### [Data provided]
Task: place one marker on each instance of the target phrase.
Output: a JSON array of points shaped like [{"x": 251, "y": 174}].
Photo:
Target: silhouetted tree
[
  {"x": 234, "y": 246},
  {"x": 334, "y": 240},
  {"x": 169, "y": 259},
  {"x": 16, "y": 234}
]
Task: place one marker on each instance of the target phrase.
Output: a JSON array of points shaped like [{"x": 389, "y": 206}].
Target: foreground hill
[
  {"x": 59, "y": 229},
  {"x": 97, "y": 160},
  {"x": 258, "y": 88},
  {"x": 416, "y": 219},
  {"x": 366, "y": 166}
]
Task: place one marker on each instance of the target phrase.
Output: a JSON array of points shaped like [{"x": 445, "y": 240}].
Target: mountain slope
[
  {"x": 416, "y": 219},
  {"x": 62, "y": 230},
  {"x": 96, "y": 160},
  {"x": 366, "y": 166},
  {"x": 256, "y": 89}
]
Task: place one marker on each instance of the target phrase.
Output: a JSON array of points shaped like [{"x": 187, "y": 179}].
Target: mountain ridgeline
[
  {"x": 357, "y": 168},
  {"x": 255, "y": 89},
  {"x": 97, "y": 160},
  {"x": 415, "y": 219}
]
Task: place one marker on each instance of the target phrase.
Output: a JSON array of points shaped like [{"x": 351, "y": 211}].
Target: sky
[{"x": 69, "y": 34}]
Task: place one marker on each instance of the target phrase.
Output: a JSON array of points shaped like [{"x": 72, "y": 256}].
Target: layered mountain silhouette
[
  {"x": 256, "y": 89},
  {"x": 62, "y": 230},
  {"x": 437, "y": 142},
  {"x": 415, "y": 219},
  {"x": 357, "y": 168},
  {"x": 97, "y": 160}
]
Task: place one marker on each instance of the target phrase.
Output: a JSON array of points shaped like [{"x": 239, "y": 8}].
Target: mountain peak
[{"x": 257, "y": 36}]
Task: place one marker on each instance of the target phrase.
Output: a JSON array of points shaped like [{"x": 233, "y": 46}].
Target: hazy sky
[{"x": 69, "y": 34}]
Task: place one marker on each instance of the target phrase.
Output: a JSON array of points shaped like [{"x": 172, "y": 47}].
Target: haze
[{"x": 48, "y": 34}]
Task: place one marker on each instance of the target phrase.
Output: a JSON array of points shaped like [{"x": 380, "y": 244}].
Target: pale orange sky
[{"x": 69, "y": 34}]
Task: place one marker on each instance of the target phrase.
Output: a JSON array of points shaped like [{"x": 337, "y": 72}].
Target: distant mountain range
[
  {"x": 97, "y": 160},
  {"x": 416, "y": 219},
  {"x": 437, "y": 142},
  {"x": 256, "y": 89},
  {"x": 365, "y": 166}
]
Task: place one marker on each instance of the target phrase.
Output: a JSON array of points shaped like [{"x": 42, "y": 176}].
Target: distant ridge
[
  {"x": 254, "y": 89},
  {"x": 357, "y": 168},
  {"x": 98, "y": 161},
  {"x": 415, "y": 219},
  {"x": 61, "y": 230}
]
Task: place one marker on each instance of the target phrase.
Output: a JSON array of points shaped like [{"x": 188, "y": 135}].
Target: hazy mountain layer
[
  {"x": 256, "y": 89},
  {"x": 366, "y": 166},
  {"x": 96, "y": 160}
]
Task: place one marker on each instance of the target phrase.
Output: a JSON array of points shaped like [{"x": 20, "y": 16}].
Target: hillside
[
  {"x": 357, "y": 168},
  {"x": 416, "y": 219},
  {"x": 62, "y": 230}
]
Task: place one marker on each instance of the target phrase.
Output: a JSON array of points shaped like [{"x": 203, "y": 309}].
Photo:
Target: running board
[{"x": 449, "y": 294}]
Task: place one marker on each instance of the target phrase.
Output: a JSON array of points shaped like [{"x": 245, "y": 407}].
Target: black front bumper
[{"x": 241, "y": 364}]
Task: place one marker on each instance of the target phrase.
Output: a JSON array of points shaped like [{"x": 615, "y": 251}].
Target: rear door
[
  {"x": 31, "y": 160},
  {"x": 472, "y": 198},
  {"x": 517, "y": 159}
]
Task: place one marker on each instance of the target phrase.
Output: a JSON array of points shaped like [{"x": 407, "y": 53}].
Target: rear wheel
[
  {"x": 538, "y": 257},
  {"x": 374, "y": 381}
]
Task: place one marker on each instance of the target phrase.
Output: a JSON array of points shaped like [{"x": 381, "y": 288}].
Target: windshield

### [Task objective]
Your task is to reproduce all of the records exactly.

### [Output below]
Task: place one marker on each instance of the target phrase.
Output: a JSON array of points shaped like [{"x": 251, "y": 174}].
Photo:
Target: silhouetted tree
[
  {"x": 234, "y": 246},
  {"x": 334, "y": 240},
  {"x": 169, "y": 259},
  {"x": 16, "y": 234}
]
Task: place one marker on each instance of the target phrase.
Output: a JSON array of points shaped like [{"x": 389, "y": 206}].
Target: foreground hill
[
  {"x": 59, "y": 229},
  {"x": 97, "y": 160},
  {"x": 258, "y": 88},
  {"x": 416, "y": 219},
  {"x": 366, "y": 166}
]
Task: place one marker on each instance of the target phrase.
Output: a JSON array of points shaped like [{"x": 445, "y": 240}].
Target: mountain slope
[
  {"x": 416, "y": 219},
  {"x": 62, "y": 230},
  {"x": 96, "y": 160},
  {"x": 366, "y": 166},
  {"x": 256, "y": 89}
]
Task: place one marker on each instance of the target phrase.
Output: a JSON array of points shaped like [{"x": 187, "y": 179}].
Target: mountain ridgeline
[
  {"x": 357, "y": 168},
  {"x": 255, "y": 89},
  {"x": 97, "y": 160},
  {"x": 415, "y": 219}
]
Task: place one marker on each instance of the target phrase.
Output: a JSON array of points shaped like [{"x": 351, "y": 211}].
Target: sky
[{"x": 69, "y": 34}]
Task: place one marker on each instance of the target phrase.
Output: a JSON array of points shaped like [{"x": 72, "y": 256}].
Target: layered mountain silhouette
[
  {"x": 256, "y": 89},
  {"x": 62, "y": 230},
  {"x": 437, "y": 142},
  {"x": 415, "y": 219},
  {"x": 357, "y": 168},
  {"x": 97, "y": 160}
]
Task: place one marker on each instance of the target phrase.
Output: a JSON array of points shaped like [{"x": 239, "y": 8}].
Target: mountain peak
[{"x": 257, "y": 36}]
Task: place one marker on each instance of the target phrase.
Output: a JSON array of points shaped like [{"x": 233, "y": 46}].
Target: hazy sky
[{"x": 69, "y": 34}]
Task: place one marker on each instance of the target phrase.
Output: a JSON array of points shaped like [{"x": 172, "y": 47}].
Target: haze
[{"x": 48, "y": 34}]
Task: place one marker on each instance of the target phrase.
Output: a JSON array of points shaped like [{"x": 380, "y": 244}].
Target: pale orange sky
[{"x": 69, "y": 34}]
Task: place one marker on each instance of the target phrase.
Output: a JSON array of points shaped like [{"x": 337, "y": 72}].
Target: distant mountain range
[
  {"x": 97, "y": 160},
  {"x": 416, "y": 219},
  {"x": 437, "y": 142},
  {"x": 256, "y": 89},
  {"x": 365, "y": 166}
]
Task: place one marker on each instance of the target phrase.
Output: a JSON array of points shaped like [{"x": 42, "y": 176}].
Target: distant ridge
[
  {"x": 254, "y": 89},
  {"x": 357, "y": 168},
  {"x": 98, "y": 161},
  {"x": 415, "y": 219},
  {"x": 61, "y": 230}
]
Task: place one marker on each instance of the target phrase.
Output: a JSON array of points shaped like [{"x": 188, "y": 135}].
Target: hazy mountain layer
[
  {"x": 256, "y": 89},
  {"x": 366, "y": 166},
  {"x": 96, "y": 160}
]
Task: place one marker on each instance of the target phrase.
Output: a JSON array of points shaped like [{"x": 20, "y": 16}].
Target: hillside
[
  {"x": 357, "y": 168},
  {"x": 416, "y": 219},
  {"x": 62, "y": 230}
]
Task: place one marker on each instance of the target phrase.
Output: a JSON array of points shaped like [{"x": 203, "y": 309}].
Photo:
Target: running board
[{"x": 449, "y": 294}]
Task: place one marker on each instance of the target phrase.
Output: a JSON array of points shaped like [{"x": 245, "y": 407}].
Target: black front bumper
[{"x": 241, "y": 364}]
Task: place one marker on each instance of the target phrase.
Output: a JSON array of points shaped like [{"x": 615, "y": 251}].
Target: rear door
[
  {"x": 31, "y": 160},
  {"x": 472, "y": 198},
  {"x": 517, "y": 159}
]
Task: place one marker on each instance of the target phrase.
Output: a JSON array of points shaped like [{"x": 407, "y": 53}].
Target: rear wheel
[
  {"x": 538, "y": 257},
  {"x": 374, "y": 381}
]
Task: place one marker on each instance of the target phrase.
Output: a JSON array of points shaped like [{"x": 381, "y": 288}].
Target: windshield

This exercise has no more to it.